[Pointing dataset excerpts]
===============
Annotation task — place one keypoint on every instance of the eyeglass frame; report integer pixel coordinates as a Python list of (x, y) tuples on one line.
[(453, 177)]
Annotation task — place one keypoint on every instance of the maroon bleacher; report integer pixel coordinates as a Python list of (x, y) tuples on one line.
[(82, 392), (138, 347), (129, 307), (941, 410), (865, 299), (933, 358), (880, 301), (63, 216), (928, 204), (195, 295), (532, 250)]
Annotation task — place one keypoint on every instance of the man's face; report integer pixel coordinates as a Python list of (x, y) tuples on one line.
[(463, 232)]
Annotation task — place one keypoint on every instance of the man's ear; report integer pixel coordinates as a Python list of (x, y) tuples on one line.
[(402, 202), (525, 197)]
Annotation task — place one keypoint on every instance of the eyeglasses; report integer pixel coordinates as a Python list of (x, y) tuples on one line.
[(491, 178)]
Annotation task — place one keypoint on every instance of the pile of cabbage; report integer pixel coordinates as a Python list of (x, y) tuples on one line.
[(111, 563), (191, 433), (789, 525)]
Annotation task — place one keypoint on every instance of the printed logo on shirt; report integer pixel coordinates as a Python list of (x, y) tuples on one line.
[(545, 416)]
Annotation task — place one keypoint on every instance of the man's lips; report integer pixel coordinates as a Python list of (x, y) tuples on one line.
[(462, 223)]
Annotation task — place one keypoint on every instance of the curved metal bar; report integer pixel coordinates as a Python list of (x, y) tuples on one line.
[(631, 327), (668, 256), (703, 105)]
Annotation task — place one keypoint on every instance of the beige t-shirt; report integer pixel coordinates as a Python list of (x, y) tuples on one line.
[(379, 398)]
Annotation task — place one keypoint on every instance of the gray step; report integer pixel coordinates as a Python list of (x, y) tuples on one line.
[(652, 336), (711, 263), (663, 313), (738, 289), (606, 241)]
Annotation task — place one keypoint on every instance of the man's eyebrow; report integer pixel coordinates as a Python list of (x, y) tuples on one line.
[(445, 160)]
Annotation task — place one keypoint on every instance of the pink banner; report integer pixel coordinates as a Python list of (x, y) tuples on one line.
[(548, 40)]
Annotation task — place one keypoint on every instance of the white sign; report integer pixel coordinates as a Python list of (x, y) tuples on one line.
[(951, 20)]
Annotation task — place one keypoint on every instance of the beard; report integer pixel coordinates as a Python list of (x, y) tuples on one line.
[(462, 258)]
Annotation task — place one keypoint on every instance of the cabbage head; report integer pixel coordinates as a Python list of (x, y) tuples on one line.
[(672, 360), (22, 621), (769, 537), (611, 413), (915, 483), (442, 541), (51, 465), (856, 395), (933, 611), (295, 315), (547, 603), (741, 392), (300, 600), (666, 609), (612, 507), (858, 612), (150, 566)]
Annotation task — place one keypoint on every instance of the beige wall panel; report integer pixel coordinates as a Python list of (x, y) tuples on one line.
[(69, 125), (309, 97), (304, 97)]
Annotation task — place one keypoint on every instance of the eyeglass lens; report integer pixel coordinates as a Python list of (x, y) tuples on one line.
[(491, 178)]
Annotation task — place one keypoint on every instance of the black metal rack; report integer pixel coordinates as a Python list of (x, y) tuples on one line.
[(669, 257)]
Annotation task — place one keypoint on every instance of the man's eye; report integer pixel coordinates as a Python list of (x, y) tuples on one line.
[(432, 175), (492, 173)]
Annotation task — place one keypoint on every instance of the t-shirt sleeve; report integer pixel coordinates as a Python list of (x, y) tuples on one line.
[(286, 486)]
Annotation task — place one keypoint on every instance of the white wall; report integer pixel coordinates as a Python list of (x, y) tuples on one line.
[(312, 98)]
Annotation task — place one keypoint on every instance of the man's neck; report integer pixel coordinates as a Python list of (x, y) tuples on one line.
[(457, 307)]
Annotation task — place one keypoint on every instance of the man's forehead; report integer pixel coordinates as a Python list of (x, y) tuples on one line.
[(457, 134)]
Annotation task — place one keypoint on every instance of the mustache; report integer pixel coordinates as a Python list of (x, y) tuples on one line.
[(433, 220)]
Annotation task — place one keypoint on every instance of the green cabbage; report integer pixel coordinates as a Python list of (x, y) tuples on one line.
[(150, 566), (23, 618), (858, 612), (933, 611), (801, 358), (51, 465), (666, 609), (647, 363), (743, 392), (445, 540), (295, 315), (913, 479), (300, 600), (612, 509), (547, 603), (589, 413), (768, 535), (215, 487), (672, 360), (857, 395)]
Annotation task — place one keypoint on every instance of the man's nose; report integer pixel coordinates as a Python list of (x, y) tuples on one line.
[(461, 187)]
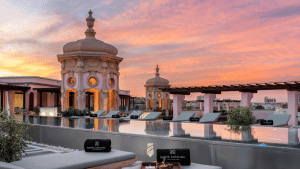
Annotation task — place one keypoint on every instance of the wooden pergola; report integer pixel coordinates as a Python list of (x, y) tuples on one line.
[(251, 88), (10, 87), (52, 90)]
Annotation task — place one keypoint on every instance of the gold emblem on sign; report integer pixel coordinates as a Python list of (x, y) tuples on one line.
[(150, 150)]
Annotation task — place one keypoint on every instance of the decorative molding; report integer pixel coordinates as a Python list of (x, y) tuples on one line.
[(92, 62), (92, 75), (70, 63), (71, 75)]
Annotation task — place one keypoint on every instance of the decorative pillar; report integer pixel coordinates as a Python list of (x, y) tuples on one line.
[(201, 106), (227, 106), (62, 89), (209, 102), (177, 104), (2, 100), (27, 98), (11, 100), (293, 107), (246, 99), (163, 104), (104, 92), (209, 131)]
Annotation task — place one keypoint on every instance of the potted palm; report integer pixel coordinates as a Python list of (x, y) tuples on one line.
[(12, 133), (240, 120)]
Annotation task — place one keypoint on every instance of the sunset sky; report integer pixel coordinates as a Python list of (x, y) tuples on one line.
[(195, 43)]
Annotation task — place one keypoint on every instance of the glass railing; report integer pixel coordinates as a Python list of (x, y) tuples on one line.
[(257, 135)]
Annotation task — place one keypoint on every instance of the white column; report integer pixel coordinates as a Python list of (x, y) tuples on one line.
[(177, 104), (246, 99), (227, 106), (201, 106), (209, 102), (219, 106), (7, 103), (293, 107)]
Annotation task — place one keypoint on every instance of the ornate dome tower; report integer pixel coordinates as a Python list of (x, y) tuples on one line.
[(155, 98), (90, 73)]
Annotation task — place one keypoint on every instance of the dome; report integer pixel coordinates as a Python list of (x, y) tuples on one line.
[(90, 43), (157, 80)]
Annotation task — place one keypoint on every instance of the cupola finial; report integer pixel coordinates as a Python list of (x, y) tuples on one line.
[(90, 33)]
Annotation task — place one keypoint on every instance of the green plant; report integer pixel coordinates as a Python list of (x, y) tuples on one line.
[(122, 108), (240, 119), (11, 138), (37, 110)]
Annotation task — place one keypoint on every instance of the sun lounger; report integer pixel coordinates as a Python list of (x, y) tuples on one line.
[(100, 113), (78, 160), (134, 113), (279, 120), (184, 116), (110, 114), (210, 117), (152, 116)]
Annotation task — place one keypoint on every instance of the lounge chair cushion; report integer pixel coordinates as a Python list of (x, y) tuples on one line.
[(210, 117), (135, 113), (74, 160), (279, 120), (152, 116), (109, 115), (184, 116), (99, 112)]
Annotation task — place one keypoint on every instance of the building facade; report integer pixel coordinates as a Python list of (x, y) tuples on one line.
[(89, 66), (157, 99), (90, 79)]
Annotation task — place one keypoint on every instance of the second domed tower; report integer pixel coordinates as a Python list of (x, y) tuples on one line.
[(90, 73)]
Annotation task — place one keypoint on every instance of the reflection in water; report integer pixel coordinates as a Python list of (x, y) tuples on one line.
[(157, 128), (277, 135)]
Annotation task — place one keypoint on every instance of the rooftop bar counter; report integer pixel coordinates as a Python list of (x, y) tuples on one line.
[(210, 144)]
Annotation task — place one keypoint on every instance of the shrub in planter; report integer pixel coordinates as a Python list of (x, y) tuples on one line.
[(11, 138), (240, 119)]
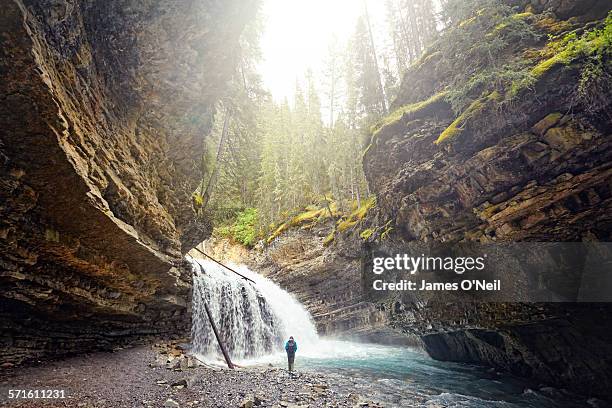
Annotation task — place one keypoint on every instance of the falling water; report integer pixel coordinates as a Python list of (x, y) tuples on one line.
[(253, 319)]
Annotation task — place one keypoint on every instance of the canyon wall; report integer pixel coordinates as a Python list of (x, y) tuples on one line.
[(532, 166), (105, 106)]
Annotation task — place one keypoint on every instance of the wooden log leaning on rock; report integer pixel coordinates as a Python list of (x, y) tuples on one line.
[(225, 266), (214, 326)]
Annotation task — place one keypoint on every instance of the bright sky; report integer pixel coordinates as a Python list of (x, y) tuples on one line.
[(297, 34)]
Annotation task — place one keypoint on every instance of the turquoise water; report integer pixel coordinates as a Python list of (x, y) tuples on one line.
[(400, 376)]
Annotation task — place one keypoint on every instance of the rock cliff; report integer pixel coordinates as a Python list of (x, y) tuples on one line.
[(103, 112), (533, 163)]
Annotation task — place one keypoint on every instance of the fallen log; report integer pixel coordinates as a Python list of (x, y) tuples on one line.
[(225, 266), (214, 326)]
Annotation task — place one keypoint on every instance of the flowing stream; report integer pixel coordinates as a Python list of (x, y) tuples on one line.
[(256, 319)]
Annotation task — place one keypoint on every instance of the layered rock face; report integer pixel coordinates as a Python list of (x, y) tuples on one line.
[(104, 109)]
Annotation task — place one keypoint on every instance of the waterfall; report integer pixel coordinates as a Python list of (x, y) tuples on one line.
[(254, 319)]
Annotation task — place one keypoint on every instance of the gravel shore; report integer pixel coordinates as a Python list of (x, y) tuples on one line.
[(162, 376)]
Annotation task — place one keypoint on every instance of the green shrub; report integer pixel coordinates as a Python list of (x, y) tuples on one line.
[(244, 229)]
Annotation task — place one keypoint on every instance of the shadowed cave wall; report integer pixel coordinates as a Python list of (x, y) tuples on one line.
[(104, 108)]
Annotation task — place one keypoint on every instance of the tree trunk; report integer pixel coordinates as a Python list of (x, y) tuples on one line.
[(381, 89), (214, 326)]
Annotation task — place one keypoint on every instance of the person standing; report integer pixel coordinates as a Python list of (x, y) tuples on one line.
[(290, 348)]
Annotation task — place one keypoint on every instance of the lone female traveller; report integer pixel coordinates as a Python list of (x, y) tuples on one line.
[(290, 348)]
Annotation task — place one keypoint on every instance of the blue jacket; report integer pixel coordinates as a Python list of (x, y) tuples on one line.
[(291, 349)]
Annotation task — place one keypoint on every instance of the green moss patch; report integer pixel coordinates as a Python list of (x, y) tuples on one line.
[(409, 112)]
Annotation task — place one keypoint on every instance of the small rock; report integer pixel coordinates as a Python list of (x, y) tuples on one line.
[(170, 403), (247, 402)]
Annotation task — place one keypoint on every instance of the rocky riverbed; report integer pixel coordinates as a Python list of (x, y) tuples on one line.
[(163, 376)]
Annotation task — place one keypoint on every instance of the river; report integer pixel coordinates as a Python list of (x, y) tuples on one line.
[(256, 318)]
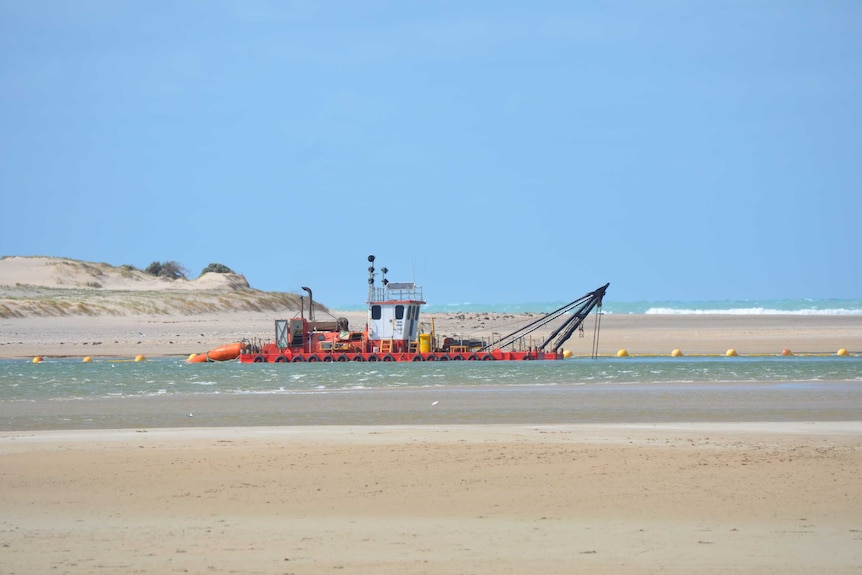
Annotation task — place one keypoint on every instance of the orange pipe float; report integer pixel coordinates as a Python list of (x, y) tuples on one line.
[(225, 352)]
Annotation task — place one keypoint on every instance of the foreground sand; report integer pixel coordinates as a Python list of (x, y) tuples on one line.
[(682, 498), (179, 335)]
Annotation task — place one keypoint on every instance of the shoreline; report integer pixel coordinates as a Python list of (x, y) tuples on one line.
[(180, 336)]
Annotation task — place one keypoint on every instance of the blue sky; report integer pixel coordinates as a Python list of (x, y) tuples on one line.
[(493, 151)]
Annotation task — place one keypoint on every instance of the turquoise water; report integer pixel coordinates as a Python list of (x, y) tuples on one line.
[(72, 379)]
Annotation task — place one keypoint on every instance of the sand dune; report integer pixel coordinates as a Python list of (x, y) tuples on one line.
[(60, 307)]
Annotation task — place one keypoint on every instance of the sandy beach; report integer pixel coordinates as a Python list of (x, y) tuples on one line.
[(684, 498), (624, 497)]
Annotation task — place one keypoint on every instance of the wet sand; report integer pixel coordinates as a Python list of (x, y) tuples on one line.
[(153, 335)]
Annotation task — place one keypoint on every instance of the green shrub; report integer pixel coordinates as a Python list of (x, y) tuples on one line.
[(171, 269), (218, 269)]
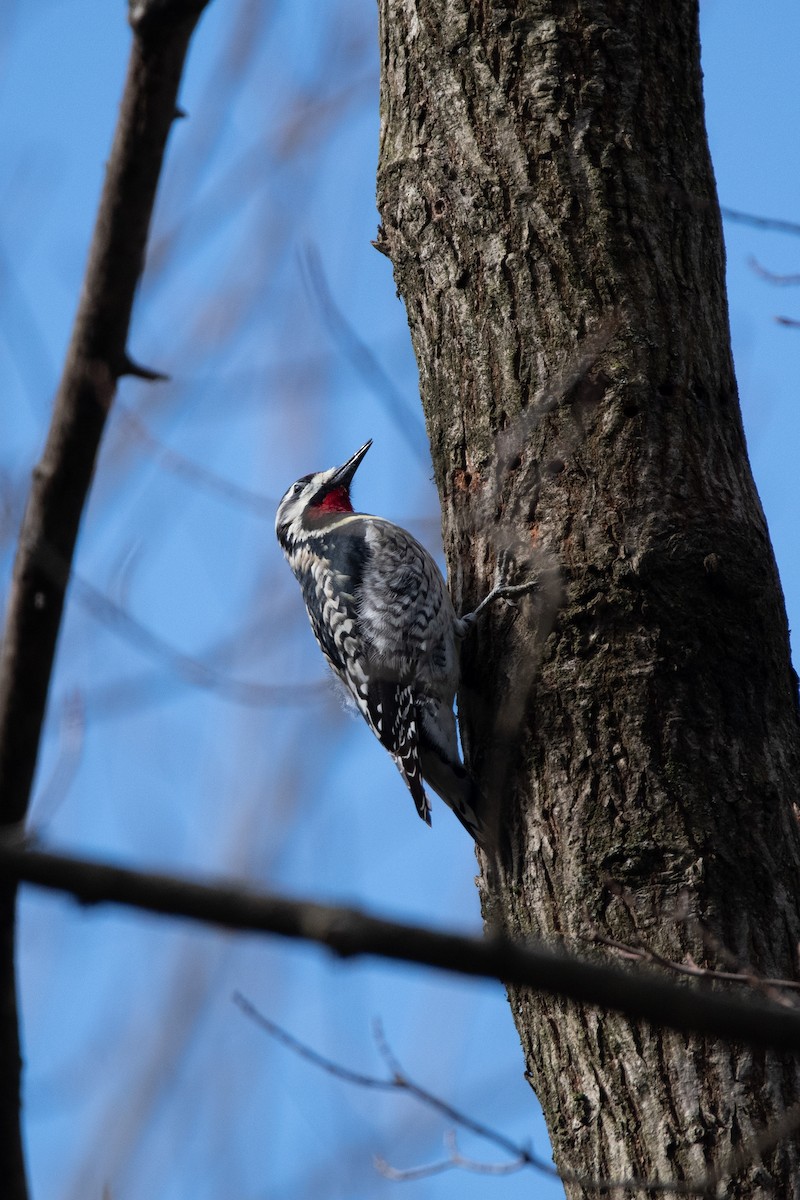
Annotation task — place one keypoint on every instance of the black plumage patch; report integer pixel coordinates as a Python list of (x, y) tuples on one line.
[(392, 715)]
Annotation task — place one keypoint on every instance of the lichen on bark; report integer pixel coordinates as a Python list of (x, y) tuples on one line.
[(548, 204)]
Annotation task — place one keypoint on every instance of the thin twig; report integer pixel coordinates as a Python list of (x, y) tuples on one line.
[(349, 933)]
===============
- [What to work on]:
Write out the lines of the listing from the one that holds "of the foreground" to the very last line, both included, exactly as they appear and without any pictures.

- [Answer to this problem]:
Annotation task — place one keypoint on every instance of the foreground sand; report integer pixel coordinates as a Python list of (x, y) tuples on one line.
[(682, 498), (179, 335)]
Annotation task — place one keypoint on every instance of the shoreline; report integer pixel coordinates as a Python list of (x, y) tuples on one line.
[(180, 336)]
Annotation task — place one keypoint on every instance of the blue sky; report integer pixel coordinates as a Python list of (x, y) tuples on one line.
[(493, 151)]
Annotation task — place one keypoint on every instance of the turquoise water; report integer pixel coordinates as a Python list of (x, y) tuples on one line.
[(72, 379)]
Annotation task — place one keypoint on every instance of the sand dune; report integer pixel coordinates as a Python list of (x, y) tuples on one line.
[(60, 307)]
Annotation task — place one keypoint on every instance of the sandy beach; report integer pixel coordinates as a Python list of (x, y) tuples on one line.
[(684, 498), (624, 497)]
Annotation task — place one keypoint on every instance of the wet sand; report integer pixel coordinates as a Python list of (x, y) tuples on one line.
[(153, 335)]
Annotation task — place one keypoint on every instance of the green shrub; report integer pixel coordinates as a Python list of (x, y) tuples on one line.
[(171, 269), (218, 269)]
Annotation task — place one keypoint on every instance of the black plumage patch; report integer pixel coordinates as a Python list of (x, y) tuples on one line.
[(392, 715)]
Annotation task — place one keypoint on every instance of the lichen on bark; report integer pixel coordinates as a Python list of (x, y) tuples on one line.
[(548, 204)]
Annotation task — place one keypoint on every instance of the thin twig; report integer pixel coordinates as a Python list of (x, y) tuples on one line.
[(349, 933)]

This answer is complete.